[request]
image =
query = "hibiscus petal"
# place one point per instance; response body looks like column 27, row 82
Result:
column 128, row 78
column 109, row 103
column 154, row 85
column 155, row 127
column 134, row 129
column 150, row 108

--------

- **PROMPT**: Only the lines from the one bearing "# place one" through the end of the entries above belong in the answer, each one exactly as given.

- **OUTPUT FOR THIS EXERCISE**:
# place one point per instance; response body looks like column 27, row 82
Result:
column 128, row 78
column 109, row 103
column 154, row 85
column 155, row 127
column 134, row 129
column 150, row 108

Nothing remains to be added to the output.